Segment Start: Text under study
Dropping a sheep’s carcass from an aeroplane into the Waitemata harbour; sewing a sheep’s kidney onto your own back; yelling “get the f**k out” till the audience leaves, many razor cuts. The early, confrontational ‘70s performance work of the late Tāmaki Makaurau Auckland artist Peter Roche is the stuff of legend.
You might ask: why on earth would you do that? Well, think of an art that treats the body as its material; that tests the boundary between art and life to consider the disturbing psychology of some of our actions as a society.
Yet, as Night Piece, a new documentary by filmmaker Bridget Sutherland shows, Peter Roche’s artistic career also had many different lives.
From working solo, Roche moved into performance works with then life partner Linda Buis, testing the boundaries of their relationship.
From there, his focus shifted into large, often ominous kinetic and neon sculptures. They often spoke, says Sutherland, to the psychological impact of technology and the industrial-military complex.
Roche also created some impressive public lightwork commissions, notably the blue ‘Coral’ work on the Auckland CBD’s Vero building.
In the 1990s Roche took over an old cinema in Point Chevalier, The Ambassador, as a dark magical studio playspace and bar. It remains a venue to this day.
Comparing the body to the machine, Peter Roche’s work never stopped feeling dangerous. By the 1990s there was a new generation of performance artists and sculptors there to witness him shooting out the lights in an artist-run space, or spectacularly swing a chainsaw through a circle made of lit fluorescent tubes.
Segment End: Text under study
Segment Start: Records supplied
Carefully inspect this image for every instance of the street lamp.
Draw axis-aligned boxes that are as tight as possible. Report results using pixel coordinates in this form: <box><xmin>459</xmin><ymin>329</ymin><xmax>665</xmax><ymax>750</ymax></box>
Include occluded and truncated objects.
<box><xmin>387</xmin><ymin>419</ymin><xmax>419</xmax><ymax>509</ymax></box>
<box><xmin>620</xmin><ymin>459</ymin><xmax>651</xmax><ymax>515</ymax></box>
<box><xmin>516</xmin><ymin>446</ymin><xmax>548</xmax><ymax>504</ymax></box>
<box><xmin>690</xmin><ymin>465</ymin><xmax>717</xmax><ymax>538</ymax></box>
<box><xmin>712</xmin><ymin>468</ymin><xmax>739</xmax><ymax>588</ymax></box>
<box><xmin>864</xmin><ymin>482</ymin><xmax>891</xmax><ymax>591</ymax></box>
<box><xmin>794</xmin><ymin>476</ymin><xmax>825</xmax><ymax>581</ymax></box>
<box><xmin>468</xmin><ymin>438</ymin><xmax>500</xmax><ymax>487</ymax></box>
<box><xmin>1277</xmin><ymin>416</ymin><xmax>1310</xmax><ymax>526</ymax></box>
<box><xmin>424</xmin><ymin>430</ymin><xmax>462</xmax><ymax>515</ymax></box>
Segment End: Records supplied
> _Required work_:
(a) In the text about Peter Roche, on which building is his blue 'Coral' lightwork?
(b) Rewrite the part of the text about Peter Roche that opens with the words containing "From there, his" and closes with "CBD’s Vero building.", putting "laser" in place of "neon".
(c) Carry on the text about Peter Roche's art from its last sentence.

> _Answers in order_:
(a) The Vero building in the Auckland CBD.

(b)
From there, his focus shifted into large, often ominous kinetic and laser sculptures. They often spoke, says Sutherland, to the psychological impact of technology and the industrial-military complex.
Roche also created some impressive public lightwork commissions, notably the blue ‘Coral’ work on the Auckland CBD’s Vero building.

(c)
Roche died during the Covid lockdown period of 2020, aged 63 from cancer. His partner Natasha Francois aptly described him at the time as “a punk Len Lye”.
Sutherland’s film brings together the contributions of many. There are the documenters of Roche’s work back in the ‘70s, including senior art figures Wystan Curnow and Tony Green and curators Gregory Burke and Christina Barton who collaborated on a major exhibition of work by Roche and Linda Buis at the Adam Art Gallery in 2023 (In Relation: Performance Works 1979–1985).
Sutherland credits cinematographer Stuart Page for bringing together a complex collage of moving image work, while musician David Kilgour has responded to Roche’s work with a terrific soundtrack for the film.
As director Bridget Sutherland tells Culture 101, Peter Roche was still making and performing to the end, willing the film to be made.
Night Piece premieres at the Whānau Mārama New Zealand International Film Festival.